▸ PROVIDED PASSAGE
R Code for Replication

#  0) Load packages
if (!requireNamespace("pacman", quietly = TRUE)) install.packages("pacman")
pacman::p_load(
  haven,      # for read_dta()
  readxl,     # for read_xlsx()
  dplyr,      
  tidyr,
  ggplot2,
  scales,     # for number_format()
  janitor     # for clean_names()
)
# -------------------------------
#  1) Ingest and clean-up 
# -------------------------------

ip <- read_dta("E:/github/data science -presentation final/Data science presentation/Data-science-presentation-final/IP_G20.dta") %>%
  clean_names()

# Read and clean the income group Excel file
wb <- read_xlsx("E:/github/data science -presentation final/Data science presentation/Data-science-presentation-final/wb.xlsx") %>%
  clean_names()

# -------------------------------
#  2) Filter green policies (2010–2022) and assign income group 
# -------------------------------
high_income_countries <- c(
  "Australia", "Canada", "France", "Germany", "Italy",
  "Japan", "Republic of Korea", "United Kingdom", "United States", "European Union"

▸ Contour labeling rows
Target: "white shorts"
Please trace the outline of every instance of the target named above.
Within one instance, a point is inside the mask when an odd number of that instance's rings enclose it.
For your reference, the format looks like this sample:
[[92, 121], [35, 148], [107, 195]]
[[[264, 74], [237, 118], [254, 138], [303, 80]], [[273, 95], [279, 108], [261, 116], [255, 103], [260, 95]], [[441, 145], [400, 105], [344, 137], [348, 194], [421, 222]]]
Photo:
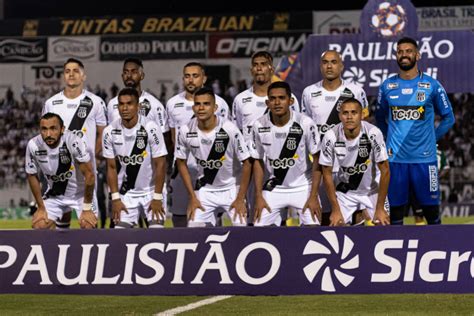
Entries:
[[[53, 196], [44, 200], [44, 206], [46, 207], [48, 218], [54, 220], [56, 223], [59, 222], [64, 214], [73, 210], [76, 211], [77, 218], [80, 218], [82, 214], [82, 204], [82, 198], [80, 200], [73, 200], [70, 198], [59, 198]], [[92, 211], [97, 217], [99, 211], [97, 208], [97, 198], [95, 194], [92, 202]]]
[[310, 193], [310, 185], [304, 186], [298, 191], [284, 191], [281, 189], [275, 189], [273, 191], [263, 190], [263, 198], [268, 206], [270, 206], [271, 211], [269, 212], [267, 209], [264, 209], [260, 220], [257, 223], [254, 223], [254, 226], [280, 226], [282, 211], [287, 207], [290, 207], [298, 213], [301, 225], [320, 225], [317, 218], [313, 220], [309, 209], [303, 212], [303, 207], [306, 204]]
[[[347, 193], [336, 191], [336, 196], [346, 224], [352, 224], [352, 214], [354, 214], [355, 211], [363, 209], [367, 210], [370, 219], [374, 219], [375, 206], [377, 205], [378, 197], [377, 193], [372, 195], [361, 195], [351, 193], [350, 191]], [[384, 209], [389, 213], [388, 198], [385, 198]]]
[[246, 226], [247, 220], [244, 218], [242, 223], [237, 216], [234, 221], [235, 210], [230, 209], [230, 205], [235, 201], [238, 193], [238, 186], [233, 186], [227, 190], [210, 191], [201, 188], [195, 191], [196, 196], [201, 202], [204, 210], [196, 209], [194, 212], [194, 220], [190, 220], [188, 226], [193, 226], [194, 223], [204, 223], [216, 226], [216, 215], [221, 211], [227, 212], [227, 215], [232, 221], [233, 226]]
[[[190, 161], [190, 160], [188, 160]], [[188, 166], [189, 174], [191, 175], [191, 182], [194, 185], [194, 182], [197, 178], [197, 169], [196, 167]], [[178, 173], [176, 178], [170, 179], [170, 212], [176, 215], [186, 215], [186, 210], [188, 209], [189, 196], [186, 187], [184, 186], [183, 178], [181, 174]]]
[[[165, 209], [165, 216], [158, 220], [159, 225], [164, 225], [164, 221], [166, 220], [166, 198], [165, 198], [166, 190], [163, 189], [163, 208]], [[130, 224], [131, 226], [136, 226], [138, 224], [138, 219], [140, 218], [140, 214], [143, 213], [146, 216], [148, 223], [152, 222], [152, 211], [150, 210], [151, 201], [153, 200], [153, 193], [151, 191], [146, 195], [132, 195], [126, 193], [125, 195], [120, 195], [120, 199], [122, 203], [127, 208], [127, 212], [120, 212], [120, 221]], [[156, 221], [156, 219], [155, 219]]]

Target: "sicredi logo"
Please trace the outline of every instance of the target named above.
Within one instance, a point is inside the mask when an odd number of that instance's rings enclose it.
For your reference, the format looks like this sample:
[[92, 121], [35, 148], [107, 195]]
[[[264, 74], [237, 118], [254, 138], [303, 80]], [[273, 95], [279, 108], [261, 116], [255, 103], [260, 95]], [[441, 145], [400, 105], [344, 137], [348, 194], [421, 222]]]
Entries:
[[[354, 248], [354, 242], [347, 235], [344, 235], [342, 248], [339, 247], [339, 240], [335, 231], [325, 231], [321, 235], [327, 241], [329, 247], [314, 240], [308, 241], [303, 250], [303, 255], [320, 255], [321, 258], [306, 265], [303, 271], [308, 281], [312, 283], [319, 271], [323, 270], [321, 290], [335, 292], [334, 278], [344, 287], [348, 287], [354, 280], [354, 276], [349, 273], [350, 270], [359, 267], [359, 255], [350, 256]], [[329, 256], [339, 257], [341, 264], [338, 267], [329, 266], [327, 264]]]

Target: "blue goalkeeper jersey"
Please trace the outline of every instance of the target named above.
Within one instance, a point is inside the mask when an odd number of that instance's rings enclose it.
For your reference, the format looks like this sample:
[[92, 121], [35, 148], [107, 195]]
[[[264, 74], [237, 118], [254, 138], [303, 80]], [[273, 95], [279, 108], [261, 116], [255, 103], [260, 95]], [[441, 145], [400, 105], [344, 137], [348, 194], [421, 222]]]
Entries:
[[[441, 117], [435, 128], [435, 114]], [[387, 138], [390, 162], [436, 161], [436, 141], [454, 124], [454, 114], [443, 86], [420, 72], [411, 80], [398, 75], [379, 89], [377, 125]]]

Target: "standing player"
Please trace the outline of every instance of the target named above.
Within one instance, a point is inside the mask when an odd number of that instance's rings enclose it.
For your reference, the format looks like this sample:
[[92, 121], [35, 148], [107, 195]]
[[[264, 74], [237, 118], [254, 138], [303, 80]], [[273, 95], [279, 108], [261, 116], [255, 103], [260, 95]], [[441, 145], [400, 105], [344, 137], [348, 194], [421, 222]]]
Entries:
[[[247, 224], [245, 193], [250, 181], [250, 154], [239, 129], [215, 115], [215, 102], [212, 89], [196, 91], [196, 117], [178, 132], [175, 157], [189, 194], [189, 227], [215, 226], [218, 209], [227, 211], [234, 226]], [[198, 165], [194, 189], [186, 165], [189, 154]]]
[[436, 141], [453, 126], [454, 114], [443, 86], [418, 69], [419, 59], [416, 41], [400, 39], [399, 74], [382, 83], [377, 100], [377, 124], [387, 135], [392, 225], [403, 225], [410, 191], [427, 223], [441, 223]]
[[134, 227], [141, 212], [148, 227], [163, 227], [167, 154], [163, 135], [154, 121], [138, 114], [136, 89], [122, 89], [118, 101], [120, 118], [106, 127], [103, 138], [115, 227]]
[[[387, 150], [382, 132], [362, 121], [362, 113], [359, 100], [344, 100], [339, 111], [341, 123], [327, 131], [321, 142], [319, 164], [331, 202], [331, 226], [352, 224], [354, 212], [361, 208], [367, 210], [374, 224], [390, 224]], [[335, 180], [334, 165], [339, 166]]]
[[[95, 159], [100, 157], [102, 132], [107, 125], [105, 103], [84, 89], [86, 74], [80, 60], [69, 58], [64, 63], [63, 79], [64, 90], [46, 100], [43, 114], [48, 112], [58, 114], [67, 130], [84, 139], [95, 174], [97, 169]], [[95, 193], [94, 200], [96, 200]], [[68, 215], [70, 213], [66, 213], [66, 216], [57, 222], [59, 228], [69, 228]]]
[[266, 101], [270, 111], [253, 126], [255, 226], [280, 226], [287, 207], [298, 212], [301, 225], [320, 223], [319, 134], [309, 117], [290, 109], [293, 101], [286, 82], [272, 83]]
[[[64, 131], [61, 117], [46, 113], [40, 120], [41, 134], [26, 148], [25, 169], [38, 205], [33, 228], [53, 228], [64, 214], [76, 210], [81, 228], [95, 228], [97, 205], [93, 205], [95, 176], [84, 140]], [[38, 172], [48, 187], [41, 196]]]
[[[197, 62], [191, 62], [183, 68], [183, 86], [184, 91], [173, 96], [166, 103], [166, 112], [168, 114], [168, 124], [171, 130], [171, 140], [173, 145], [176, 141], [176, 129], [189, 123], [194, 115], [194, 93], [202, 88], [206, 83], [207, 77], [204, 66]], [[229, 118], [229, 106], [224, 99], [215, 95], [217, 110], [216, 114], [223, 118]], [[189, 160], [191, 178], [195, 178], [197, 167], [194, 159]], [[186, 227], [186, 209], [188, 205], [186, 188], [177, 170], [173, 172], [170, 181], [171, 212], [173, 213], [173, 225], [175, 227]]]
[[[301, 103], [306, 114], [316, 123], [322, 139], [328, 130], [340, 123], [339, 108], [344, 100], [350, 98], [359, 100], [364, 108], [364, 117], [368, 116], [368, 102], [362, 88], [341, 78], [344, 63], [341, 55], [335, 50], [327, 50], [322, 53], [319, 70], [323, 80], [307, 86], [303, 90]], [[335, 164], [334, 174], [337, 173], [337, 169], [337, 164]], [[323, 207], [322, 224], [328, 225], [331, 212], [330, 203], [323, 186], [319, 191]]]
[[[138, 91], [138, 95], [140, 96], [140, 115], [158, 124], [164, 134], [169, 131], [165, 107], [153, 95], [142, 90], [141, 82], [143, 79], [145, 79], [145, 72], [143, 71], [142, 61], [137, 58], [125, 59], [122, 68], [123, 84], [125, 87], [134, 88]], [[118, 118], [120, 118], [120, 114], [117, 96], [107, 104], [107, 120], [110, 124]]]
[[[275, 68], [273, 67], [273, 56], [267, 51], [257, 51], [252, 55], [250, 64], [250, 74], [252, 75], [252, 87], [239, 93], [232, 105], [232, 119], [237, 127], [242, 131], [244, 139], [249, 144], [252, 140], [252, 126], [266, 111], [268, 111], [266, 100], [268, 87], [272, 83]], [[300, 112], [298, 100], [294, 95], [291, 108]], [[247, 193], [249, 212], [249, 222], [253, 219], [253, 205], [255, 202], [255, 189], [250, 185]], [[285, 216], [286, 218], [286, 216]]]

▸ TASK REQUIREMENTS
1. Rewrite the rows from their first line through the line containing "194], [92, 202]]]", renaming "Photo" to "Image" and keeping everything else the same. Omit the pictures.
2. Continue the R replication code from its last line.
These rows are unrelated to the R code.

▸ TASK-BY-TASK RESULTS
1.
Target: "white shorts"
Please trace the outline of every instance of the target named above.
Within one instance, a point is inside the mask when an odd number of that instance's rings enclose it.
For your reference, the format looks like this sample:
[[92, 121], [35, 148], [107, 195]]
[[[264, 74], [237, 118], [254, 138], [303, 80]], [[273, 95], [279, 108], [261, 116], [255, 103], [260, 95]], [[441, 145], [400, 105], [344, 137], [348, 194], [421, 222]]]
Image:
Entries:
[[[53, 196], [44, 200], [44, 206], [46, 207], [48, 218], [54, 220], [56, 223], [59, 222], [64, 214], [73, 210], [76, 211], [77, 218], [80, 218], [82, 214], [82, 204], [82, 198], [80, 200], [73, 200], [70, 198], [59, 198]], [[92, 211], [97, 217], [99, 211], [97, 208], [97, 198], [95, 194], [92, 202]]]

2.
)

green <- ip %>%
  filter(
    !is.na(measure_description_tokens),
    announced_year >= 2010,
    announced_year <= 2022
  ) %>%
  mutate(
    income_group = if_else(
      country_std %in% high_income_countries,
      "High-income",
      "Middle-income"
    )
  )
# -------------------------------
# 3) Identify top 5 instrument types per income group 
# -------------------------------
top5 <- green %>%
  count(income_group, measure_type, name = "n") %>%
  group_by(income_group) %>%
  slice_max(n, n = 5) %>%
  pull(measure_type) %>%
  unique()
# -------------------------------
#  4) Compute shares of top 5 instruments 
# -------------------------------
plot_df <- green %>%
  filter(measure_type %in% top5) %>%
  count(income_group, measure_type, name = "n") %>%
  group_by(income_group) %>%
  mutate(share = n / sum(n)) %>%
  ungroup()
# -------------------------------
#  5) Build the horizontal stacked bar plot
# -------------------------------
p <- ggplot(plot_df, aes(
    x = income_group,
    y = share,
    fill = measure_type
  )) +
  geom_col(position = "fill", width = 0.6) +
  coord_flip() +
  scale_y_continuous(
    breaks = seq(0, 1, by = 0.2),
    labels = number_format(accuracy = 0.1),
    expand = expansion(mult = c(0, 0))
  ) +
  labs(
    title = "Top Five Green Industrial Policy Instruments Across G20 Economies\nby Income Group, 2010–2022",
    x = NULL,
    y = "Share of green industrial policy by instrument type",
    fill = "Instrument Type"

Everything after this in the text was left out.